Jean-Jacques Delannoy, géomorphologue, enseignant, membre, co-président avec Yves Coppens de l’équipe scientifique de Lascaux et membre de l’équipe scientifique de Chauvet et Jean-Michel Geneste, qui a été conservateur de la grotte de Lascaux, directeur du Centre national de préhistoire et coordinateur des recherches sur la grotte Chauvet pendant dix-sept ans. Si vous le cherchez, vous le croiserez peut-être en Chine, au Canada, en Afrique ... et dans l’Ardèche ou la Vézère pour fouiller, comprendre, et transmettre. 

À nous - à l’aide de cet énorme ouvrage - de pénétrer dans la grotte et d’apprendre ce que ce livre nous permet d’observer : les gestes, les mouvements, les désirs de nos frères humains et aussi, d’ailleurs, des animaux avec lesquels ils partageaient leur vies.

→ TÂCHE À RÉALISER
Répondez aux questions suivantes à partir du texte de l'exercice ci-dessus :
(a) Avec qui Jean-Jacques Delannoy copréside-t-il l'équipe scientifique de Lascaux ?
(b) Pendant combien d'années Jean-Michel Geneste a-t-il coordonné les recherches sur la grotte Chauvet ?
(c) D'après le dernier paragraphe, qu'est-ce que l'ouvrage permet d'observer chez « nos frères humains » ?

→ DONNÉES BRUTES
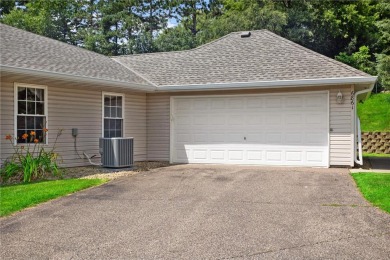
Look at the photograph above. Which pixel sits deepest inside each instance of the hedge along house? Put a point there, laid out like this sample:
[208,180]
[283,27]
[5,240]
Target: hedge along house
[246,98]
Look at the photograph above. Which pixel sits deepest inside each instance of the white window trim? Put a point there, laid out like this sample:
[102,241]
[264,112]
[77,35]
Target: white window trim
[123,110]
[46,114]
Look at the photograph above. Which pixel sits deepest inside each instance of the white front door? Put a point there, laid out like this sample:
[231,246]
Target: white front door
[270,129]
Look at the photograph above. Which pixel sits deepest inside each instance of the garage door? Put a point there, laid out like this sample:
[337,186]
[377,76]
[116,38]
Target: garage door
[277,129]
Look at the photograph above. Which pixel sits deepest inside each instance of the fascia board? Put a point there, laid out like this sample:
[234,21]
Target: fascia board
[268,84]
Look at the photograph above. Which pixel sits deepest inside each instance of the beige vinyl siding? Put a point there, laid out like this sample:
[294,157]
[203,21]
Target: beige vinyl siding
[341,139]
[73,107]
[158,121]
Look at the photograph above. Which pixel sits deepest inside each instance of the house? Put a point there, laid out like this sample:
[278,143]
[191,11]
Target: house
[246,98]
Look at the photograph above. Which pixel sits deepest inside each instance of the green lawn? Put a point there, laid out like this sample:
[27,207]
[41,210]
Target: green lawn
[17,197]
[374,113]
[375,187]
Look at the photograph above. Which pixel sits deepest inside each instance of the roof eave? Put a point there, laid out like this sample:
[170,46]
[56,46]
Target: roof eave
[70,77]
[269,84]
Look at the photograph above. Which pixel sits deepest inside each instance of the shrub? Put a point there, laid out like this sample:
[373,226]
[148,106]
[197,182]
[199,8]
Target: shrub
[31,161]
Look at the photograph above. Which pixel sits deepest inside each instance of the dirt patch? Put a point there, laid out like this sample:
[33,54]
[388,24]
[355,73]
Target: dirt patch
[93,172]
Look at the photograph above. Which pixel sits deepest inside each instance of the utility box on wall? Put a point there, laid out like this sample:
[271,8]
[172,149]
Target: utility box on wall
[117,152]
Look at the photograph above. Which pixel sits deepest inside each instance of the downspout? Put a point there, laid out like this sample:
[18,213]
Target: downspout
[357,126]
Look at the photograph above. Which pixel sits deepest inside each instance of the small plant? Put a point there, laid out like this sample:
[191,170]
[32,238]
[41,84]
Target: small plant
[31,161]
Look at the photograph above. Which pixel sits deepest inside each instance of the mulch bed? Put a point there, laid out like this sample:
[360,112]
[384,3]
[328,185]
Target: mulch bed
[93,172]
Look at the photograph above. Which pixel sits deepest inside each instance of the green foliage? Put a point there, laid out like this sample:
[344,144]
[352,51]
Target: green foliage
[383,69]
[360,60]
[17,197]
[30,163]
[375,187]
[374,113]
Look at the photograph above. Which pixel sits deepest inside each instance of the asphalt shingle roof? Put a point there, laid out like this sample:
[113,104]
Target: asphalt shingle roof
[22,49]
[264,56]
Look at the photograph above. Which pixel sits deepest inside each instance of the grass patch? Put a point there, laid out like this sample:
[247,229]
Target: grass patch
[17,197]
[375,187]
[374,113]
[376,155]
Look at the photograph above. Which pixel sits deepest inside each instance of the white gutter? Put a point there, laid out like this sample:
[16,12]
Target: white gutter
[63,76]
[357,126]
[268,84]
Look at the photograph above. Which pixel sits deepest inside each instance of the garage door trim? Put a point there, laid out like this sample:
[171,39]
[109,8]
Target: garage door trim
[172,116]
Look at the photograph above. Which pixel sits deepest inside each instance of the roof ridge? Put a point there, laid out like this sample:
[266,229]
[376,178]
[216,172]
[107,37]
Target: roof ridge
[321,56]
[135,72]
[189,50]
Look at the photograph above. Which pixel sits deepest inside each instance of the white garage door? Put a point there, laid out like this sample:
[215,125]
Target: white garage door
[277,129]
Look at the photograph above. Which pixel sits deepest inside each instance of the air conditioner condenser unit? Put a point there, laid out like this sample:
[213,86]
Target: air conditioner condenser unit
[117,152]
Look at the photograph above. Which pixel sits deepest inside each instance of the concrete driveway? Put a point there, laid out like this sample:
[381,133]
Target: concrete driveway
[205,212]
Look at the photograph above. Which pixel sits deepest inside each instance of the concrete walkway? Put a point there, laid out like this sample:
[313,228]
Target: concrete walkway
[377,164]
[205,212]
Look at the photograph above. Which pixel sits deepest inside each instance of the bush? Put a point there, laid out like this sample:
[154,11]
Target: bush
[31,161]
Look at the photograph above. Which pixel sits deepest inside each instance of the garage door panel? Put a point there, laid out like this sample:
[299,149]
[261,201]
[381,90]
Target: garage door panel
[255,155]
[294,102]
[294,138]
[288,129]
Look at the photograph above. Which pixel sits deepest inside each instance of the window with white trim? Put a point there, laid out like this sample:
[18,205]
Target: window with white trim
[112,115]
[31,114]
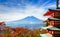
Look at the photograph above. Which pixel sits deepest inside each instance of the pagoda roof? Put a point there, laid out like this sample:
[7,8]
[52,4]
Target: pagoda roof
[53,28]
[51,11]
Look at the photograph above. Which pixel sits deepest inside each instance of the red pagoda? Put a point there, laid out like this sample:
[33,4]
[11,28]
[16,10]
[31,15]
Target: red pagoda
[54,21]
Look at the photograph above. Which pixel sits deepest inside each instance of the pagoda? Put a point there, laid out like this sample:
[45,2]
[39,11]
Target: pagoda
[54,20]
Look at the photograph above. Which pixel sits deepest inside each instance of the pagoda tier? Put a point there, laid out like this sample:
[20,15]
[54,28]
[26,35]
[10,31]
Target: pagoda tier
[53,13]
[54,31]
[54,21]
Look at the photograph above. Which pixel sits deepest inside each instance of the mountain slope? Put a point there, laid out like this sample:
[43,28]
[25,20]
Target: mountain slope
[30,22]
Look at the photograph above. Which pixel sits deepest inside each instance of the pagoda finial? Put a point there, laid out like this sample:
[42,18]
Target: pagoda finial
[57,4]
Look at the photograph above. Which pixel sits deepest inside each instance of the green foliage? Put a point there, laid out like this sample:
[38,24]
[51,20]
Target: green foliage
[47,23]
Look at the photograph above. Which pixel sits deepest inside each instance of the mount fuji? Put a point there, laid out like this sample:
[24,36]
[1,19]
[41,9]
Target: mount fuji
[30,22]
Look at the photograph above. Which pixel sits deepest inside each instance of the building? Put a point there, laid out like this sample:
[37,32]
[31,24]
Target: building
[54,21]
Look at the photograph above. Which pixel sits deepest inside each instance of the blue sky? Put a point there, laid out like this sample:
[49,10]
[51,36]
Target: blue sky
[11,10]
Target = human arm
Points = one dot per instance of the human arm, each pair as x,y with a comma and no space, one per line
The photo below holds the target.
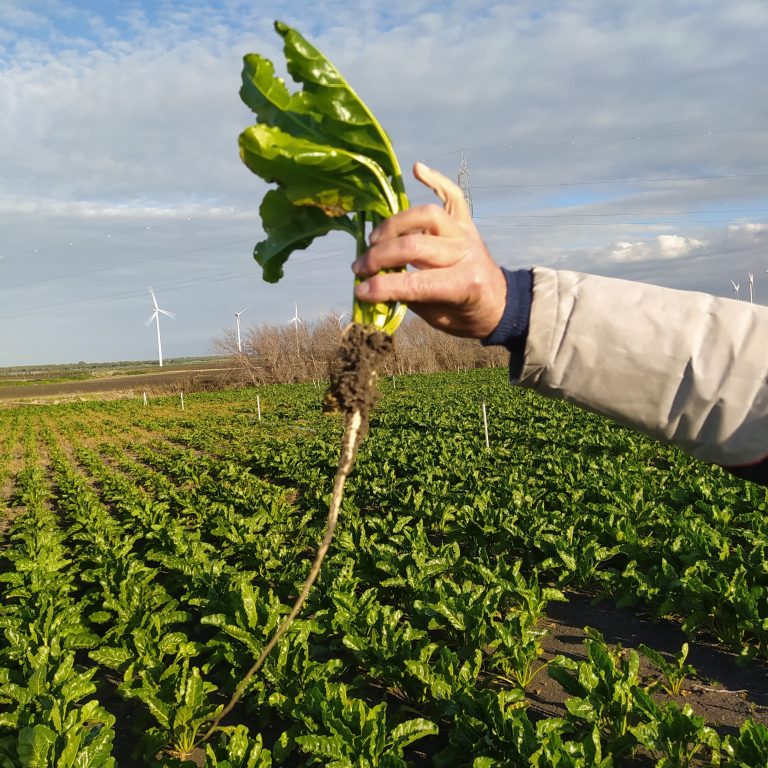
683,367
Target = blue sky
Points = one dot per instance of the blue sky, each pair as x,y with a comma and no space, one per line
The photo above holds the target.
619,138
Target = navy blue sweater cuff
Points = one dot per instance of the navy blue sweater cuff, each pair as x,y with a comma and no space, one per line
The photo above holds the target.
512,330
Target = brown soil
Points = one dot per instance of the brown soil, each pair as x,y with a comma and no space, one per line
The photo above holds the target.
354,371
725,690
181,378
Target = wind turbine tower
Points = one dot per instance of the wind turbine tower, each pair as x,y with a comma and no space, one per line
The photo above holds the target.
156,317
237,324
296,321
464,182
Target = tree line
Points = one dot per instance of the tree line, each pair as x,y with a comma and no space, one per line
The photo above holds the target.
301,352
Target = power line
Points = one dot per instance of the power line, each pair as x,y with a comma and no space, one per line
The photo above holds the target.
622,181
604,140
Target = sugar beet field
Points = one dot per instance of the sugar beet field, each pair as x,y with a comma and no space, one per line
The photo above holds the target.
148,553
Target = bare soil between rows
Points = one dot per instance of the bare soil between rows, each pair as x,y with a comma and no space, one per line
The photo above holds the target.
725,691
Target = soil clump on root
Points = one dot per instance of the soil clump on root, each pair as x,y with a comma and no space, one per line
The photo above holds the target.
354,372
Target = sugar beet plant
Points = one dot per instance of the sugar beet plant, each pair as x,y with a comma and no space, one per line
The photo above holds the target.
334,169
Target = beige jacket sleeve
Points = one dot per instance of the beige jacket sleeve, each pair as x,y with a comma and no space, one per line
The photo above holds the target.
686,368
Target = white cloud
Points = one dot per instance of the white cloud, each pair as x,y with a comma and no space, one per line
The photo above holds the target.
135,117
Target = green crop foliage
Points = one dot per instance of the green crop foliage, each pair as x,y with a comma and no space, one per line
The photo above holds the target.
333,163
148,556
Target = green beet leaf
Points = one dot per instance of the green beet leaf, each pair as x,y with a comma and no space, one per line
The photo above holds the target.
331,160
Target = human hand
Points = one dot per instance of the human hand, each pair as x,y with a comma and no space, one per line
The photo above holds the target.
455,286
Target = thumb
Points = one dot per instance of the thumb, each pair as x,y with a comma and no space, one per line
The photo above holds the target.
453,198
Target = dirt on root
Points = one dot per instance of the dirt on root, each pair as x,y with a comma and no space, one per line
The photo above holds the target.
354,371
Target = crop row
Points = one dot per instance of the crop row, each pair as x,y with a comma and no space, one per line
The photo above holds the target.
151,554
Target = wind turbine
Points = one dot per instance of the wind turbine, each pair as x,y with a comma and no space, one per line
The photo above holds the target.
296,321
237,324
156,317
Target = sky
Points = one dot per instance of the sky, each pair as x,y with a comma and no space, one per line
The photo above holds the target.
619,138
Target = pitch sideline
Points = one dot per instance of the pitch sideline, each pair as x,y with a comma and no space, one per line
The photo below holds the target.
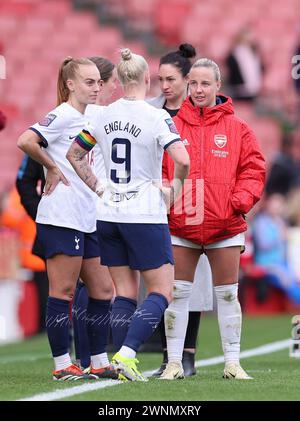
72,391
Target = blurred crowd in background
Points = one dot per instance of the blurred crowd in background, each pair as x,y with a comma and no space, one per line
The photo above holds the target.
256,45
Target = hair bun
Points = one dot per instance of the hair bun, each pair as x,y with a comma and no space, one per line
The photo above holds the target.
126,54
187,50
67,60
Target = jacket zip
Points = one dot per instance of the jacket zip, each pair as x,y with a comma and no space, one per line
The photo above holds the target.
201,165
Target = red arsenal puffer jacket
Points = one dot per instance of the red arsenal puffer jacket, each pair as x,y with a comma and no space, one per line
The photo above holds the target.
226,177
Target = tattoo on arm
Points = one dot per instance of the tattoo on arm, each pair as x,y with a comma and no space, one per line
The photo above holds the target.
77,158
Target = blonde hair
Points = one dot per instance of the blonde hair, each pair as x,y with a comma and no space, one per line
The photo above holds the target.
131,67
68,70
206,62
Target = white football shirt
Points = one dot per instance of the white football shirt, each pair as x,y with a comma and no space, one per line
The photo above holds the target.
132,136
70,206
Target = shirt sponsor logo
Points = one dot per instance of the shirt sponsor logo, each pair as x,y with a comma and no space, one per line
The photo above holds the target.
171,125
220,140
120,197
46,121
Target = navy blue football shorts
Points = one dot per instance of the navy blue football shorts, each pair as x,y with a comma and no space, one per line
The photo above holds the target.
60,240
139,246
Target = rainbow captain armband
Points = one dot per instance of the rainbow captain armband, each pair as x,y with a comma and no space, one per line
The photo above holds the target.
85,140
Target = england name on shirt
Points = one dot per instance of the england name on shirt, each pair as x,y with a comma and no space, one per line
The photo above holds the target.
132,136
72,206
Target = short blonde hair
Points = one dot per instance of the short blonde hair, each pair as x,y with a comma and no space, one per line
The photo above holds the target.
131,67
68,70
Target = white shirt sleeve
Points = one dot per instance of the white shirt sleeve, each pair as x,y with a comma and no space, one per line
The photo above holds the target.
50,128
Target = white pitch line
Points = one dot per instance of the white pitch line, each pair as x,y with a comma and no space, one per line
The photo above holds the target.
24,357
72,391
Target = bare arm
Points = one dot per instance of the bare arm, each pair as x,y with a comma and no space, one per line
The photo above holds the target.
76,156
29,142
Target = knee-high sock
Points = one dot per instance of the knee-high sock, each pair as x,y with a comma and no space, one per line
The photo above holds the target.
230,320
81,340
192,330
58,325
121,315
176,319
98,324
145,320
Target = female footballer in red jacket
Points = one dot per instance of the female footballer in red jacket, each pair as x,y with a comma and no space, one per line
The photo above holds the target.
226,179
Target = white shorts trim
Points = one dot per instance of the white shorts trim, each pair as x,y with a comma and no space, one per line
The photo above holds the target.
236,240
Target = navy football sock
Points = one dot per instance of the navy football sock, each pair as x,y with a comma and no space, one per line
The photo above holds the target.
82,346
98,324
58,325
145,320
121,314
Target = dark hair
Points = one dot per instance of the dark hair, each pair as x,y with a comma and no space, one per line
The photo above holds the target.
180,58
68,70
105,67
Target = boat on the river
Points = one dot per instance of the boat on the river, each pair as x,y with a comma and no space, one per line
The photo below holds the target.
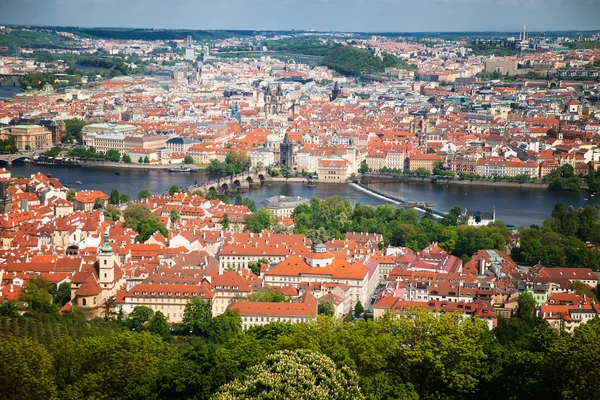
180,169
62,161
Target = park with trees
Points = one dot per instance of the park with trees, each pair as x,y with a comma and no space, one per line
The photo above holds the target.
420,355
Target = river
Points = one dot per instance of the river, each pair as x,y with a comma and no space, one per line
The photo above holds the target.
516,206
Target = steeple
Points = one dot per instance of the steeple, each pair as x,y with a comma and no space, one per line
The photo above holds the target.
106,247
106,263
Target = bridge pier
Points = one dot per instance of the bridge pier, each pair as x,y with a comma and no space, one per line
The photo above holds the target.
244,187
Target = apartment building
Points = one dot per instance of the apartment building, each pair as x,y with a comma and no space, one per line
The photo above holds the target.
256,314
170,299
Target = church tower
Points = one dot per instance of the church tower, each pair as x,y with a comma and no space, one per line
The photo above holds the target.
106,264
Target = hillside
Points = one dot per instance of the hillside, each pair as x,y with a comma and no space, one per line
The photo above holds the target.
354,61
35,39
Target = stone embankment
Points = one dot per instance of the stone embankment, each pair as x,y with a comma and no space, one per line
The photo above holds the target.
383,178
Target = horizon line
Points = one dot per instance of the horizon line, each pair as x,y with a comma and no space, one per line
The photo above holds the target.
293,29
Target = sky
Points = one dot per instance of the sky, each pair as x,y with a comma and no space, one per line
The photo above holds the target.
337,15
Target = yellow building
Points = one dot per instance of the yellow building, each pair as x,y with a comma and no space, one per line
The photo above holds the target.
426,161
333,170
31,137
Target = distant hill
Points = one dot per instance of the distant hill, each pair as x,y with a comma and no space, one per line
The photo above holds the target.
153,34
354,61
35,39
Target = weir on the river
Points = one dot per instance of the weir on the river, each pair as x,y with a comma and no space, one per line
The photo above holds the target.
515,206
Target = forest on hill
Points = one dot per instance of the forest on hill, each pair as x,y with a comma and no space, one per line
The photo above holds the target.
420,355
353,61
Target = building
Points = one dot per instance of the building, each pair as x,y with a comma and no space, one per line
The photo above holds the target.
139,153
478,218
501,65
85,200
91,289
261,157
283,205
333,170
170,299
257,313
5,199
376,160
181,144
123,143
31,137
286,152
321,266
423,161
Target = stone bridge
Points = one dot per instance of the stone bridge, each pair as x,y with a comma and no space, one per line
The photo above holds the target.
9,158
234,183
10,79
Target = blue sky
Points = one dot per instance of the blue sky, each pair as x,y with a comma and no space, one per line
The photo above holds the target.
340,15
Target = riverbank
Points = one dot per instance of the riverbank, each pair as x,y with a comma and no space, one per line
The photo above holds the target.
394,200
120,165
380,178
288,180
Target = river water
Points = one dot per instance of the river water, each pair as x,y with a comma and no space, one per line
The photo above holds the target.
516,206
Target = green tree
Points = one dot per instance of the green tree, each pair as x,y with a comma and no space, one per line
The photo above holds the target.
125,198
115,197
526,306
197,316
63,294
261,220
160,326
113,155
71,194
174,215
36,297
255,266
26,371
250,203
112,213
99,203
148,228
138,319
358,309
144,194
268,295
10,308
225,222
134,214
74,127
296,374
286,171
326,307
173,189
575,359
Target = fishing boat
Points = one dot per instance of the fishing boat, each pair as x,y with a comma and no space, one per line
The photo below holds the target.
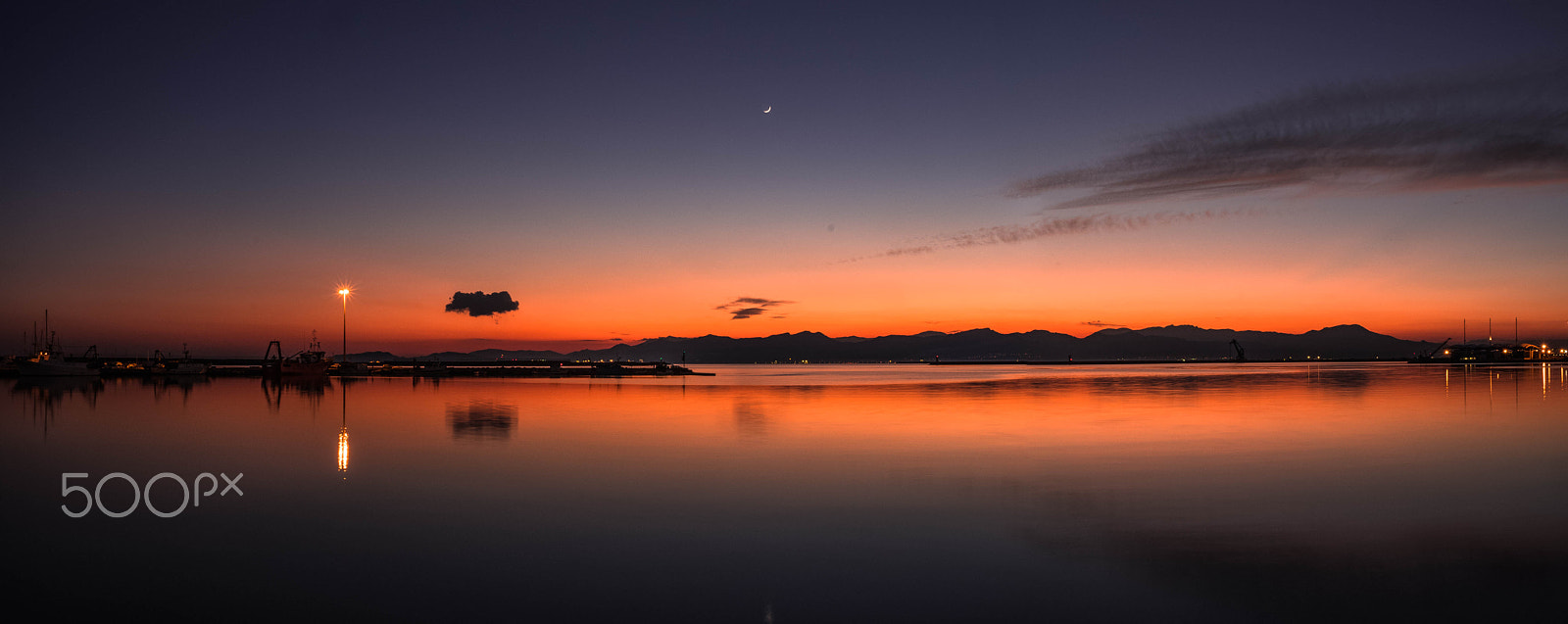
310,360
182,365
47,360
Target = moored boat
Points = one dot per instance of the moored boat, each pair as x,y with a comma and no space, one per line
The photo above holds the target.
47,360
310,360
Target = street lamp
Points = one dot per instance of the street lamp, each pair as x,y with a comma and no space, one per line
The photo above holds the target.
344,292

→ RÉPONSE
(a) Avec Yves Coppens.
(b) Pendant dix-sept ans.
(c) Leurs gestes, leurs mouvements et leurs désirs.